### What the task asks:
Write out each line beneath this one exactly as it reads.

### Entries shown:
*****

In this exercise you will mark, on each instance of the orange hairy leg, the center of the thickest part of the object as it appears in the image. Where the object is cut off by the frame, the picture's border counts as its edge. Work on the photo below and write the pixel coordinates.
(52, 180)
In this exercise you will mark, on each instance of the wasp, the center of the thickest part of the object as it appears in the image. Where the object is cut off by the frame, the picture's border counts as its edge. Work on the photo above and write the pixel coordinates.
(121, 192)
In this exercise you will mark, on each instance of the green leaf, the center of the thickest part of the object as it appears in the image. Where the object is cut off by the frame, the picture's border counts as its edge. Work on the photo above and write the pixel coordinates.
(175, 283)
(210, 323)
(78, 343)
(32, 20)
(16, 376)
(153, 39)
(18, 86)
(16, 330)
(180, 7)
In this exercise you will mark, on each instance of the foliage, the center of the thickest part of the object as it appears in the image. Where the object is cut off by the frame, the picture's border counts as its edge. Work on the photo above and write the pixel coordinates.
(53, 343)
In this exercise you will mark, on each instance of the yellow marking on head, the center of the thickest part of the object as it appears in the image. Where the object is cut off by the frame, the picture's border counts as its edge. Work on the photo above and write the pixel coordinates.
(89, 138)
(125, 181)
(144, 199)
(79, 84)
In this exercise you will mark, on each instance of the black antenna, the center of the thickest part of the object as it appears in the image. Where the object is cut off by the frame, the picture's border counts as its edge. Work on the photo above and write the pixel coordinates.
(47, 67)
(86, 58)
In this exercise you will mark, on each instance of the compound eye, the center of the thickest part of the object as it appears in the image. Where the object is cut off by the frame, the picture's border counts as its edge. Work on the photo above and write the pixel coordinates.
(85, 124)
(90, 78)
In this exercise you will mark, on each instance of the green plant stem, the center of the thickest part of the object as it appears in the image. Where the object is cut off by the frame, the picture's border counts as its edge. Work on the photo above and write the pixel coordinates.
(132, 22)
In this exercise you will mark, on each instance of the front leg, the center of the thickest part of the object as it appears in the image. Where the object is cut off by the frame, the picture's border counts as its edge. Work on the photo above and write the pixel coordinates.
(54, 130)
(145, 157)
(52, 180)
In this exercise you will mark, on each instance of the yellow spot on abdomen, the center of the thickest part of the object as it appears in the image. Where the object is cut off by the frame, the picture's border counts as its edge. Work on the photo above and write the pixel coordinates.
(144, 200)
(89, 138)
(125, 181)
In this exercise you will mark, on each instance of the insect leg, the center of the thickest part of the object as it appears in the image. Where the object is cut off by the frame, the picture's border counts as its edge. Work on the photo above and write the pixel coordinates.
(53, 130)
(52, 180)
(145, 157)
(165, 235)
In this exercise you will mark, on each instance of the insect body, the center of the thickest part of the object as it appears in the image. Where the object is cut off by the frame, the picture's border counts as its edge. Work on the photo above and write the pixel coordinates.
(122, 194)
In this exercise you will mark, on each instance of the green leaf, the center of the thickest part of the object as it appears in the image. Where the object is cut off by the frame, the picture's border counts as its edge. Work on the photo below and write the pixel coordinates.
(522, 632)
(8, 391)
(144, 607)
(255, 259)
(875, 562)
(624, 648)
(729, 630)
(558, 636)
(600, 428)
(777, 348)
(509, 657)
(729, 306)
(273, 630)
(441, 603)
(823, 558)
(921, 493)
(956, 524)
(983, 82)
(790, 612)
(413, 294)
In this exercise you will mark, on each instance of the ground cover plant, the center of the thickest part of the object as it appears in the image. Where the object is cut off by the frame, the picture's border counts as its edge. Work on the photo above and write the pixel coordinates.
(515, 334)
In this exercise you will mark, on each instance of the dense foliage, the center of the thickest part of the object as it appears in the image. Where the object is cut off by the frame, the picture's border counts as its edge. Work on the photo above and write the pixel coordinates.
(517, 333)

*****

### Task output:
In this exercise you will mark, on each instance of the orange hairy leg, the center of the thickest part of the object as it appears in the image. Where the object is cut off by the frame, the picture's border counts as its edge. Work on the photo below and write the pixel coordinates.
(52, 180)
In this exercise you will mark, on each instance of the wasp, the center of the thickest part of the object as it appears in the image. Where the object is cut off by the frame, the picture's border counts as its edge. Work on the photo above and write the pixel coordinates.
(121, 192)
In this exercise you will mark, on each instance of the green leaf, the center of the thickest part of the object as it appears in the image. Where the object is cut off by the frame, the picture's border counts as its edge. Work on the photo above and write the pixel coordinates.
(175, 283)
(210, 323)
(78, 343)
(32, 20)
(16, 376)
(153, 39)
(18, 86)
(16, 330)
(180, 7)
In this exercise you will mark, on each instance of the foliage, the center of the thickest part of the object as it appears in the image. Where the object is cut off by the frame, the picture's border counts as its edge. Work on the photo above and write the pixel coordinates.
(53, 343)
In this exercise you will mark, on each instance of the yellow marking on head, the center of the thickest part of the object as it appears in the image. Where the object is cut off by the frame, the picture's border counts as its edge. Work on the photo above and write the pixel coordinates.
(89, 138)
(125, 181)
(144, 199)
(79, 84)
In this exercise you will mark, on each instance of the black antenna, the center of the thickest part of the object as it appears in the image. Where the object is cut off by the frame, the picture's border counts as its edge. Work on the photo above and write the pixel coordinates.
(47, 67)
(86, 58)
In this exercise you will mark, on each instance of the compound eye, the center of the thickest part of the object as it appears in the image. Where the object is cut off by the frame, the picture's border counts as its edge. Work on the photo above and write the pixel coordinates.
(85, 124)
(90, 78)
In this exercise you will mark, on each instance of the green plant stem, the center of the thickest part of the object as it appears in the image. Where the object is cut off by the frame, the picture's border counts as its edge. Work on the photo above and write the pixel coordinates.
(132, 22)
In this exercise you will mark, on each instance of the front leg, the center of the thickest part of the object as it appears in the image. Where the object is cut off by the frame, the picture's border counts as its edge. Work on the photo above and write the pixel coordinates.
(54, 130)
(145, 157)
(52, 180)
In this exercise you will mark, on each instance of the yellow spot on abdomen, the center of the thickest part of the object as it appears in the image. Where the object is cut off by the frame, the picture's border counts as its edge. Work on the photo above and write the pixel coordinates.
(144, 200)
(89, 138)
(125, 181)
In this exercise you will mark, on each instance of the insect leg, the center of the thickest part of the object as it appears in the image. Where the object is cut off by the frame, the picture's border counts as its edge. Work on the photo above and write the pixel coordinates.
(53, 130)
(52, 180)
(145, 157)
(165, 235)
In this exercise you will mark, on each instance of the insect body, the center of the thickest part of the object as it appears in the image. Where the object is cut off by the frame, the picture's border counts as its edge. Work on the photo above and write the pixel coordinates.
(122, 194)
In this exercise you will mark, on each instance of the green leaf, the center of the thickest part of the object as it appears in the image. Where the object is cut off by the frame, the picture's border counts as its edge. Work on the photo below and write the pixel coordinates.
(522, 632)
(8, 391)
(144, 607)
(255, 259)
(875, 562)
(624, 648)
(729, 630)
(558, 636)
(600, 428)
(777, 348)
(509, 657)
(729, 306)
(273, 630)
(441, 603)
(823, 558)
(921, 493)
(956, 524)
(983, 82)
(790, 612)
(413, 294)
In this exercise you will mark, on each instance of the ground cover plant, the center of the thickest part of the object as it appears in the image. Where the object is cut off by the frame, the picture's border counts as its edge. Work on the photo above and write the pixel coordinates.
(515, 334)
In this exercise you will mark, on each instance of the dense foliage, the center of the thickest part of the object as it appears in the image. Where the object is cut off by the frame, the picture's border counts as its edge. Work on the photo above and write the pixel coordinates.
(517, 333)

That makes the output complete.